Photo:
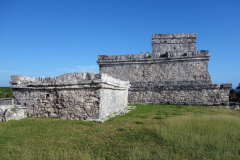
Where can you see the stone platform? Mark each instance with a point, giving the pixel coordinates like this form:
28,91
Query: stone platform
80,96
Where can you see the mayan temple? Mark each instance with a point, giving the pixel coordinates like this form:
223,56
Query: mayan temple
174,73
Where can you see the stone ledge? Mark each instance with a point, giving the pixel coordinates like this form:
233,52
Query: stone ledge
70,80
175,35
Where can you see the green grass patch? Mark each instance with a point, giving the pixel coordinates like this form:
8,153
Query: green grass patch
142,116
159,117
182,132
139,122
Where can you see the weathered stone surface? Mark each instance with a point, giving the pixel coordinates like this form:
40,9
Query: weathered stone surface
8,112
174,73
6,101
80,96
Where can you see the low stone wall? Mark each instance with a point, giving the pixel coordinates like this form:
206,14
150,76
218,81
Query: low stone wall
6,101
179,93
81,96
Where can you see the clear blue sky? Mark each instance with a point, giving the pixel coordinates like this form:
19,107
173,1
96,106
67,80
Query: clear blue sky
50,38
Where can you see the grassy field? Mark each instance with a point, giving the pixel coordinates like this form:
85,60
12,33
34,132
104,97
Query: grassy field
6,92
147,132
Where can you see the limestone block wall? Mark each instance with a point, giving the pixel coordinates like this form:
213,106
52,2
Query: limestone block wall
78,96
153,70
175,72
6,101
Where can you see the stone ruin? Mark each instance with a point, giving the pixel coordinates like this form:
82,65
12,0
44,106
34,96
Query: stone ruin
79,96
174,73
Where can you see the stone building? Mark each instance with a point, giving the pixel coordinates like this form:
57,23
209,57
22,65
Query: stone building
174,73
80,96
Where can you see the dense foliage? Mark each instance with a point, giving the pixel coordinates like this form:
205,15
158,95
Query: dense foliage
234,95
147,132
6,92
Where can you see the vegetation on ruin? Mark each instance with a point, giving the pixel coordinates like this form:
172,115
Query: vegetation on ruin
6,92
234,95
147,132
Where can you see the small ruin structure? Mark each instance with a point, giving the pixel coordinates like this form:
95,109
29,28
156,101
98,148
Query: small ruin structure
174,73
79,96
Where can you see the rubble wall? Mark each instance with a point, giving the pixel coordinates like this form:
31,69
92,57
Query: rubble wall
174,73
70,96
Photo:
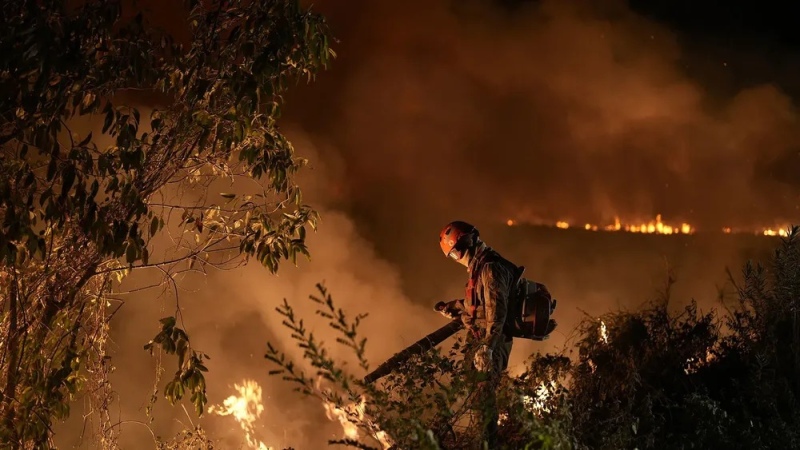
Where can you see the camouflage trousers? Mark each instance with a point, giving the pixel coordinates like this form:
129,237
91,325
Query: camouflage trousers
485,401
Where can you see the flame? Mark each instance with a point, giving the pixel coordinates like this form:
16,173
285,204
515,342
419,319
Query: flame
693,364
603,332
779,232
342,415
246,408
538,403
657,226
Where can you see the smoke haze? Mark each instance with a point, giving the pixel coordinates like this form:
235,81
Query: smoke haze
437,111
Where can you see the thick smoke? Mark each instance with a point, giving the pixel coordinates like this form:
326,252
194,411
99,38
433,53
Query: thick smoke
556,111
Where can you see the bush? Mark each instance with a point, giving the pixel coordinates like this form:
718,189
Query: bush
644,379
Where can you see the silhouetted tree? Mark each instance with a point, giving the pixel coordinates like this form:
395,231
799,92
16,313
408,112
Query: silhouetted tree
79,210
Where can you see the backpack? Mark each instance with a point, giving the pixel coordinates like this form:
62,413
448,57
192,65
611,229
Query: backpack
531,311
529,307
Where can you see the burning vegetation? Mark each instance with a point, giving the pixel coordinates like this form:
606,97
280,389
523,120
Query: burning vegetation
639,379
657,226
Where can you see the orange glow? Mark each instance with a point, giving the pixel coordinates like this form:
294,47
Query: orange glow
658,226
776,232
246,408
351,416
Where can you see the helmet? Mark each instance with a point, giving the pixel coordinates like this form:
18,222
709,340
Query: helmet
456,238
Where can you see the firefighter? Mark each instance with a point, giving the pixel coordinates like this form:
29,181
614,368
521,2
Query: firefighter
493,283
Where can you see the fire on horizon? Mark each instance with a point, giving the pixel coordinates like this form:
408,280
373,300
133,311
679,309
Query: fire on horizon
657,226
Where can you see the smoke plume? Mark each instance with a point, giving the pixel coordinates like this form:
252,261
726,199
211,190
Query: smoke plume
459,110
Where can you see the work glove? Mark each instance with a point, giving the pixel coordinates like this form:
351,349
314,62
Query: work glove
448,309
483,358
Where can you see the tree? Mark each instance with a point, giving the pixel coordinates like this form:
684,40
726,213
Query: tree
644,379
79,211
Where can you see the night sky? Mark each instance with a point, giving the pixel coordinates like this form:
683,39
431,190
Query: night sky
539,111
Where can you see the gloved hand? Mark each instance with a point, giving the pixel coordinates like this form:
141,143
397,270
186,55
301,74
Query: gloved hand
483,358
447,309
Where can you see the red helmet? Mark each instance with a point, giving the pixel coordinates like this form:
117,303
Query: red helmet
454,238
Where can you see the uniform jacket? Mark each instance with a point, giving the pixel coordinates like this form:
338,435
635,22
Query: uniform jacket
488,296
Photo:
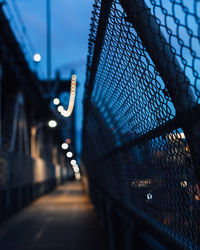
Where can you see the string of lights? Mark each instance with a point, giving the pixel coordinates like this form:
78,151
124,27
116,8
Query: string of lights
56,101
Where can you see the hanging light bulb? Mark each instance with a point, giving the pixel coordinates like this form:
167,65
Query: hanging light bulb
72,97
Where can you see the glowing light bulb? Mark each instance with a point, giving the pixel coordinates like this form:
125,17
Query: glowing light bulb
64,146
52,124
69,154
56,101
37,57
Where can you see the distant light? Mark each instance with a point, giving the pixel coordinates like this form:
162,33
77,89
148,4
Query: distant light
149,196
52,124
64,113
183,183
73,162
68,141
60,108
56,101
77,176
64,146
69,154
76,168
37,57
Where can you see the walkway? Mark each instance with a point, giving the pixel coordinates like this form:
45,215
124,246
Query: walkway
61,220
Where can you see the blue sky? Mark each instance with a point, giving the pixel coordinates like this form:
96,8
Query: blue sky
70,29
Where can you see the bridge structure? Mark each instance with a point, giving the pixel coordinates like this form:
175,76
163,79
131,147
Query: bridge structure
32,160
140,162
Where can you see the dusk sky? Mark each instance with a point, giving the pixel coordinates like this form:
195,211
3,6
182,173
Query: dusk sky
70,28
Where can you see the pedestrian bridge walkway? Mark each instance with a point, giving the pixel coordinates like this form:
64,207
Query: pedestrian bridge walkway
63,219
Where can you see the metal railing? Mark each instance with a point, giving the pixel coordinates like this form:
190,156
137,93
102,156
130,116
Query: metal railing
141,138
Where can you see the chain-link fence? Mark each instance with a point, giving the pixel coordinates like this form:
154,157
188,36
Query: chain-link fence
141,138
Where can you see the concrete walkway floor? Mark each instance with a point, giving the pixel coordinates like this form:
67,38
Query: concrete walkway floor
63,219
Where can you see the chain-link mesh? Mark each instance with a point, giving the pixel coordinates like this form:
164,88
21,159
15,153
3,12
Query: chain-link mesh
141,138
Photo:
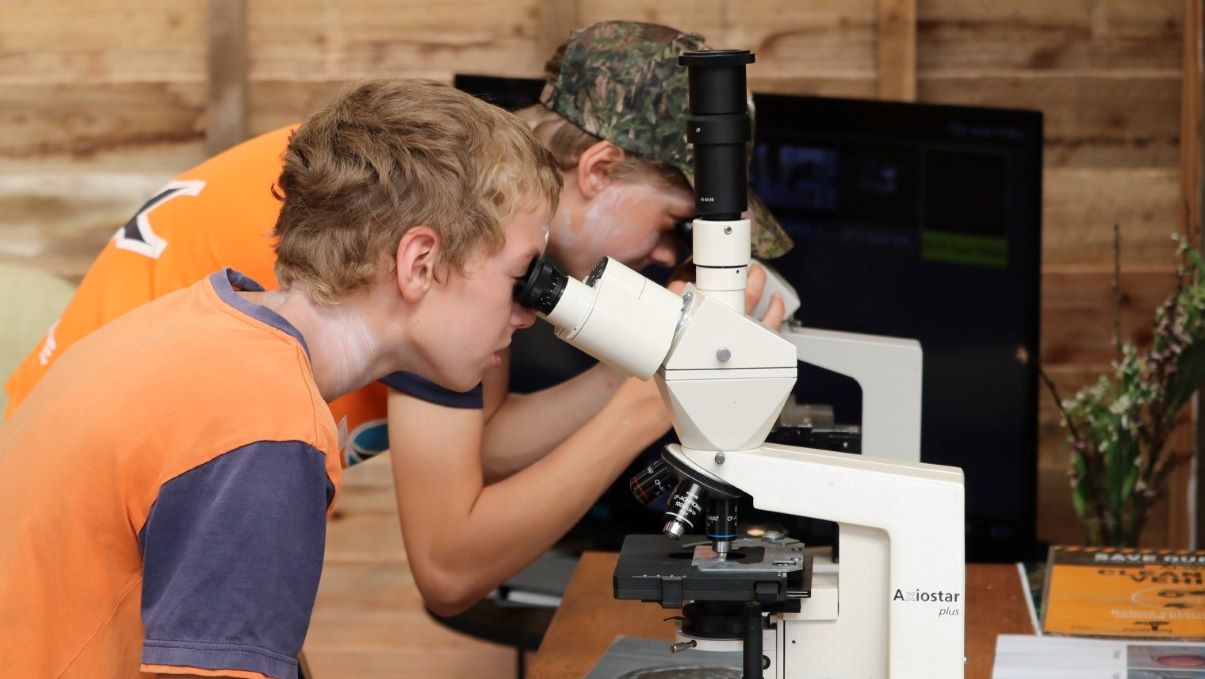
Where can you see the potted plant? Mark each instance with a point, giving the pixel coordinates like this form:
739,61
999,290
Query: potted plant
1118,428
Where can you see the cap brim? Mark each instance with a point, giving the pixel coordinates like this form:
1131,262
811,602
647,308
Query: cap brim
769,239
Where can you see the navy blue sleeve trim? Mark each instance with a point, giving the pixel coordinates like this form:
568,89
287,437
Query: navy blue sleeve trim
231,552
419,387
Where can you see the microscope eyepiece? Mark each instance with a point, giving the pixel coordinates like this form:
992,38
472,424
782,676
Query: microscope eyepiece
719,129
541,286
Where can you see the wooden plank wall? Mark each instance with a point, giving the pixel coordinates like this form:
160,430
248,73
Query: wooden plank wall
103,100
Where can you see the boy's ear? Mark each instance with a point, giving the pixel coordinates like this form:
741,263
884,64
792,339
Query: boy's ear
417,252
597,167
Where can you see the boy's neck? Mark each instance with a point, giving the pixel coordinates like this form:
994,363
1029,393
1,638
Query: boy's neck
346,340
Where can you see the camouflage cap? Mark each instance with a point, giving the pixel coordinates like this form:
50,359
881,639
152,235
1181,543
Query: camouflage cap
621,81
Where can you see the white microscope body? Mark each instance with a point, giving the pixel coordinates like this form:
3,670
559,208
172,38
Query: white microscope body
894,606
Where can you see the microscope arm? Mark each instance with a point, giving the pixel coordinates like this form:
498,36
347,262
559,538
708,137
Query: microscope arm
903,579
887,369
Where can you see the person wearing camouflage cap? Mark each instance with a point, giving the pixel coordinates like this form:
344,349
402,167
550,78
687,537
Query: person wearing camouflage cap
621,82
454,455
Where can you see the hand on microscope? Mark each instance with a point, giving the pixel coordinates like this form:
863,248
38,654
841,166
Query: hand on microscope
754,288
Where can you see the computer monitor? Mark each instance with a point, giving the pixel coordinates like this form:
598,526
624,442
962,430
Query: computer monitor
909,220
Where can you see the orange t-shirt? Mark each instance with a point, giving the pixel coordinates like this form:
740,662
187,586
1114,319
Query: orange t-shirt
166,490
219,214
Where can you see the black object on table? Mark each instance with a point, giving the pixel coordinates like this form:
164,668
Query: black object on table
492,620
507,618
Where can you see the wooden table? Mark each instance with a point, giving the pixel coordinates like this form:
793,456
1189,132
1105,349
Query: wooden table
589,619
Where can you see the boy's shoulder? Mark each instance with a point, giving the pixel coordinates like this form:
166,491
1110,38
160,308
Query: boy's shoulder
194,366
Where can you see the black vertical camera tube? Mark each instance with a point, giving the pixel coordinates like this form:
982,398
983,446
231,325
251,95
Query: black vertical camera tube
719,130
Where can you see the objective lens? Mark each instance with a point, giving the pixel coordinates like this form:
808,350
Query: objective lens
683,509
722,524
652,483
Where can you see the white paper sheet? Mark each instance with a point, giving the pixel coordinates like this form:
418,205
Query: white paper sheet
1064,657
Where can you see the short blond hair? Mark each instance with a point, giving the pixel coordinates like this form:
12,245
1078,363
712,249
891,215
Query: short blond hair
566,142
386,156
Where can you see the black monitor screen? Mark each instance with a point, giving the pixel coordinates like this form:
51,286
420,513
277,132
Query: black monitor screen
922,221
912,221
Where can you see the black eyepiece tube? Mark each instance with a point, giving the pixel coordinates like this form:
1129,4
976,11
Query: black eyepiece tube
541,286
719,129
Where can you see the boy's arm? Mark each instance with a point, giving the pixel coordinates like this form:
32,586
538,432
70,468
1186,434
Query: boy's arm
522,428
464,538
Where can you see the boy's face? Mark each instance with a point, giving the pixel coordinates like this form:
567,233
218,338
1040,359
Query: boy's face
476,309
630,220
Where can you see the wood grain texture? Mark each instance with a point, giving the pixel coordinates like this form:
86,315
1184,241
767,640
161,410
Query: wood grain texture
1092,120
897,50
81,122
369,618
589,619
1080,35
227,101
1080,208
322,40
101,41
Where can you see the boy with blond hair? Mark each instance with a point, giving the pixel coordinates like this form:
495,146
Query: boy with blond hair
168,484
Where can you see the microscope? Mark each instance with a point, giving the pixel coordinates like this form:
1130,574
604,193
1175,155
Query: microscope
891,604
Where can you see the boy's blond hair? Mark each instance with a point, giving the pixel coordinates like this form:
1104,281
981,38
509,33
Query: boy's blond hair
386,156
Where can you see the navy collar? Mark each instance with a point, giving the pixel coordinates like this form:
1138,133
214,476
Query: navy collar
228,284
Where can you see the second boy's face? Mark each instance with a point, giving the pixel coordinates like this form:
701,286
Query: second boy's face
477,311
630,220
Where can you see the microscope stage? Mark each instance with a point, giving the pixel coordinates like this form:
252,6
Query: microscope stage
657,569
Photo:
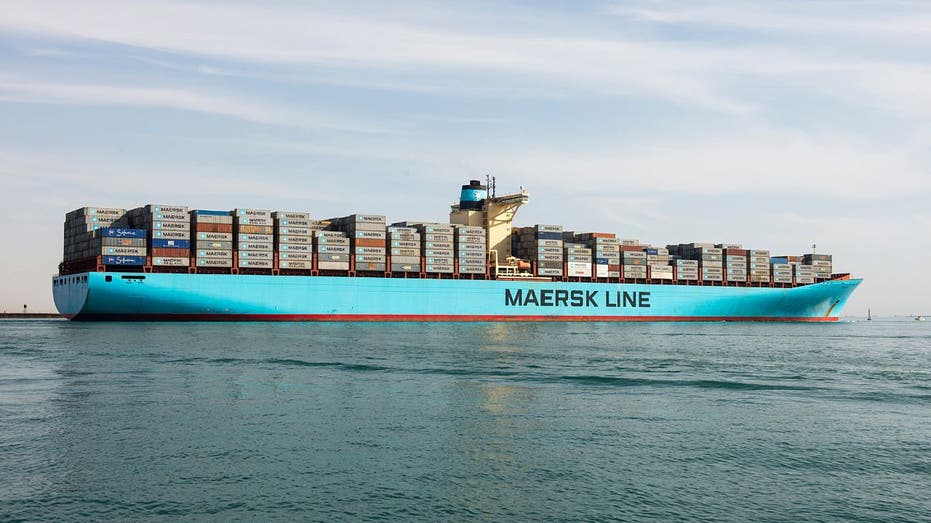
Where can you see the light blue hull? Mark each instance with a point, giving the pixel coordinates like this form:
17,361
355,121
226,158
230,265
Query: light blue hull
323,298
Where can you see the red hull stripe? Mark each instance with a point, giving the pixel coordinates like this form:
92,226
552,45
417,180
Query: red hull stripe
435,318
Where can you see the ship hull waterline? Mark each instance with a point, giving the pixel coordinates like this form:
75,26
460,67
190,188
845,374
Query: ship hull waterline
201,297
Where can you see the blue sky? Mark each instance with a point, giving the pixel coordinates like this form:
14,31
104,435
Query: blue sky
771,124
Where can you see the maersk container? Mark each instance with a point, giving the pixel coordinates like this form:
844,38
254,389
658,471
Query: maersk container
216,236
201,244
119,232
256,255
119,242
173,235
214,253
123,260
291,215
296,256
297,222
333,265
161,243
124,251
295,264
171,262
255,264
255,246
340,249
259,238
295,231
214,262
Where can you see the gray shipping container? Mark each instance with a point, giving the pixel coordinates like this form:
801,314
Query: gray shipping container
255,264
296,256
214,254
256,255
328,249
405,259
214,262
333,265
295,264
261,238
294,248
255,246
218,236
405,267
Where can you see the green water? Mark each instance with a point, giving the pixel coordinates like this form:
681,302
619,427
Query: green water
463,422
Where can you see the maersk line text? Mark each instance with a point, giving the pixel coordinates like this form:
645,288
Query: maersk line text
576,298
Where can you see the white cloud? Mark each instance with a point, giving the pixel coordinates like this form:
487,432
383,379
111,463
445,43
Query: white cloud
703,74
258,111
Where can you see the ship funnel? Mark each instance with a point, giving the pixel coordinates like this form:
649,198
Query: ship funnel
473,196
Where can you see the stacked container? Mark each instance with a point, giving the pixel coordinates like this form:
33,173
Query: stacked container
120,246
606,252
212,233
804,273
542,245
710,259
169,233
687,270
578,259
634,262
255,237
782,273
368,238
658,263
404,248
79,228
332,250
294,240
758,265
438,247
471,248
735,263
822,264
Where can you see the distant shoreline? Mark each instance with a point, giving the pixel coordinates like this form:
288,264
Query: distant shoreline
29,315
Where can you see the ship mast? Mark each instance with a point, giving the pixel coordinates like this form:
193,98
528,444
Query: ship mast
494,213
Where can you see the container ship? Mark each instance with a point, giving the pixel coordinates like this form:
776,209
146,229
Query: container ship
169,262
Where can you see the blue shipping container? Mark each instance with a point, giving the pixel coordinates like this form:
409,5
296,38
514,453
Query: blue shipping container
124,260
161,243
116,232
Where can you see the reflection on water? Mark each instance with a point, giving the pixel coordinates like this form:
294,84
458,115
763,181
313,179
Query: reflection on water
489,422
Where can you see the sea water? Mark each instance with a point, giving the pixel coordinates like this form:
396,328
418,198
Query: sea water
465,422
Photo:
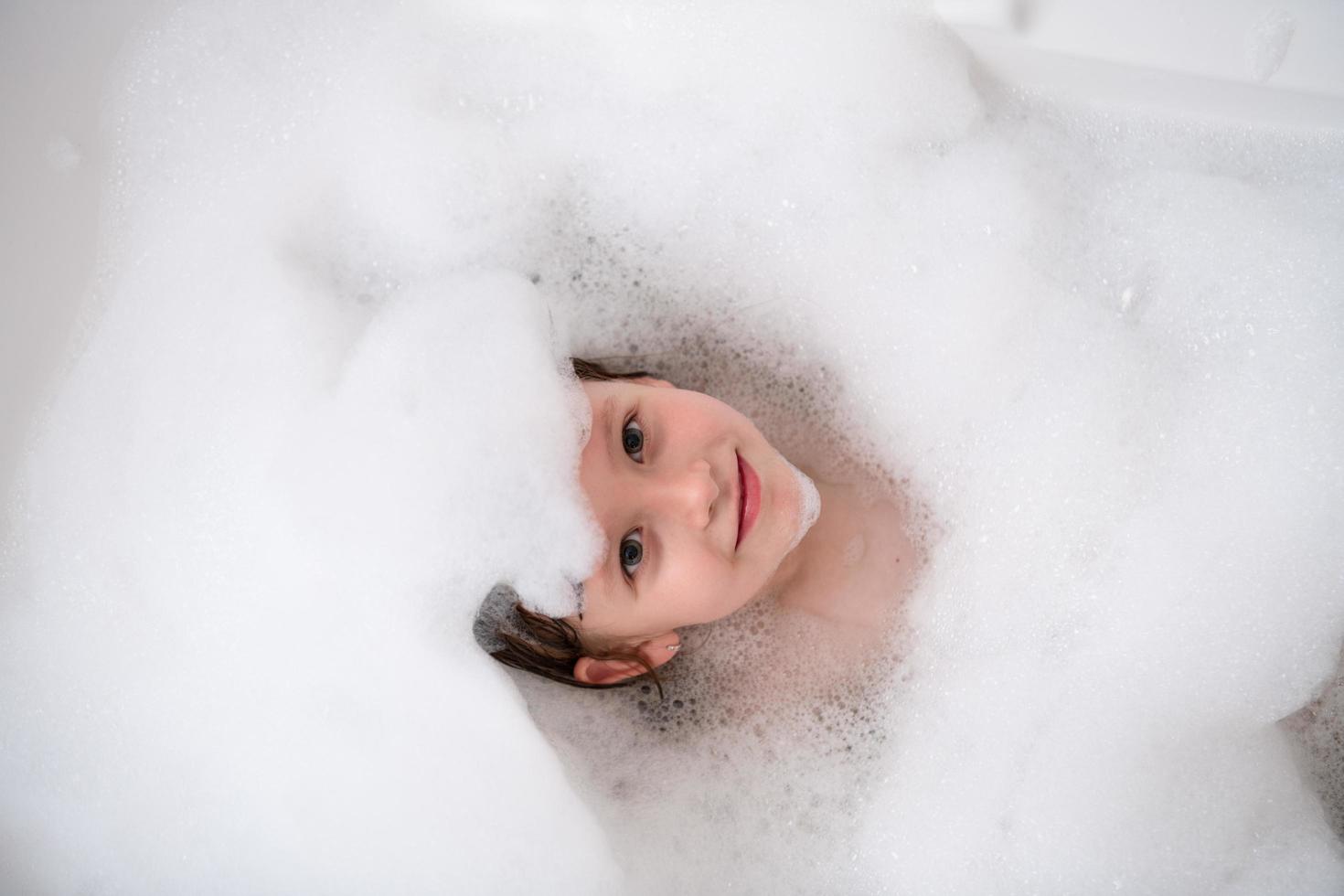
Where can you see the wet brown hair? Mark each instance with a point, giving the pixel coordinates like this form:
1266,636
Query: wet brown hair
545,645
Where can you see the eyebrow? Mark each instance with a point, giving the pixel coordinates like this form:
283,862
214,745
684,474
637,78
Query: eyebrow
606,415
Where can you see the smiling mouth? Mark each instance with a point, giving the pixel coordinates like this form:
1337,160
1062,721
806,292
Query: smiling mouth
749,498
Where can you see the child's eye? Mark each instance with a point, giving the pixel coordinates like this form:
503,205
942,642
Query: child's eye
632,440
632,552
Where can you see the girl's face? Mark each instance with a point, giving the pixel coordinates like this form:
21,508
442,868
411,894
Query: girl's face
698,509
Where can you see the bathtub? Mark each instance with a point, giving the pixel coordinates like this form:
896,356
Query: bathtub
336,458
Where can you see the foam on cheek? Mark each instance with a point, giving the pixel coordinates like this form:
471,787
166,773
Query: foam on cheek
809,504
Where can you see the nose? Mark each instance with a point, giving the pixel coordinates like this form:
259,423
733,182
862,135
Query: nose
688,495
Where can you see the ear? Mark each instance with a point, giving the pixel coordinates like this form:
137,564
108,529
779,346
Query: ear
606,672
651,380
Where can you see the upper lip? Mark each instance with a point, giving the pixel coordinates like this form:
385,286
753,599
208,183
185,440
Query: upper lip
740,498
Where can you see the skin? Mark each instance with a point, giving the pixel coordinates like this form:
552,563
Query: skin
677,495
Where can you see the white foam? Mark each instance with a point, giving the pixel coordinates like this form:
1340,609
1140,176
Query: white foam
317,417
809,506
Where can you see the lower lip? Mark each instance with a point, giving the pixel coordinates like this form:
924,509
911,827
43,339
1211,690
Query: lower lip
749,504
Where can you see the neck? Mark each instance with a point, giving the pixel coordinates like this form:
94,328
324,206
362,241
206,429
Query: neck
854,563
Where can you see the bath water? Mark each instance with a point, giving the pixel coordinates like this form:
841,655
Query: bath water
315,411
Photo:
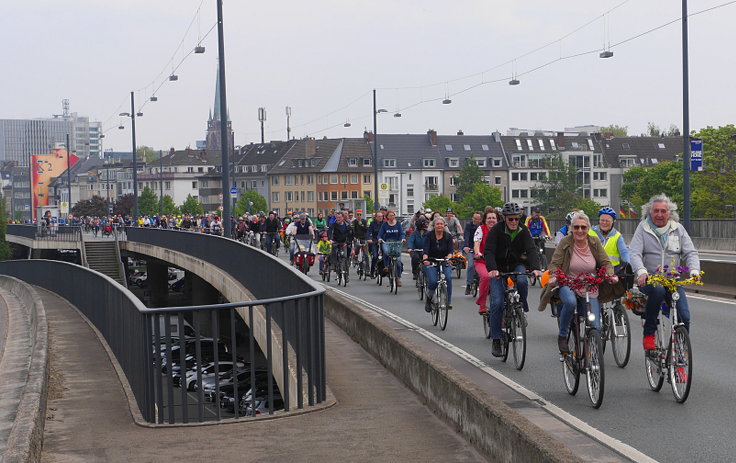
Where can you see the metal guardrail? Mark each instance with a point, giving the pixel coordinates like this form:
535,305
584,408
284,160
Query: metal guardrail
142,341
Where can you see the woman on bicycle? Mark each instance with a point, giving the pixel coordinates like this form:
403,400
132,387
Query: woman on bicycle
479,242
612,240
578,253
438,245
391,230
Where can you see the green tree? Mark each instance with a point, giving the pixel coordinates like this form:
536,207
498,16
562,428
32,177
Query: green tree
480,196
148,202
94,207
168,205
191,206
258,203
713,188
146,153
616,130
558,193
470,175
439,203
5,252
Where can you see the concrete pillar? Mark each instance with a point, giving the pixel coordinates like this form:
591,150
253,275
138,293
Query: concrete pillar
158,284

What is needed »
The lines to reproduce run from the one that contains "Where can you see the woman" through the last line above; copy them exactly.

Expected answer »
Where can you see the woman on bicycle? Mark each instance with a point, giving the pixel coordinates like this form:
403,400
132,387
Query: woman on bicycle
479,242
612,240
578,253
438,245
391,230
Where can you see the green tree? Mark each instance with a point, giving the pixel coordinates like this form:
536,207
498,16
562,428
32,177
Query: green tree
480,196
148,202
94,207
168,205
191,206
258,203
713,188
146,153
616,130
558,193
470,175
439,203
5,252
Where can you see the concrete pillar? Mark each instance with a point, giving the pixel coordinates like this form:
591,150
253,275
138,293
Query: concrete pillar
158,284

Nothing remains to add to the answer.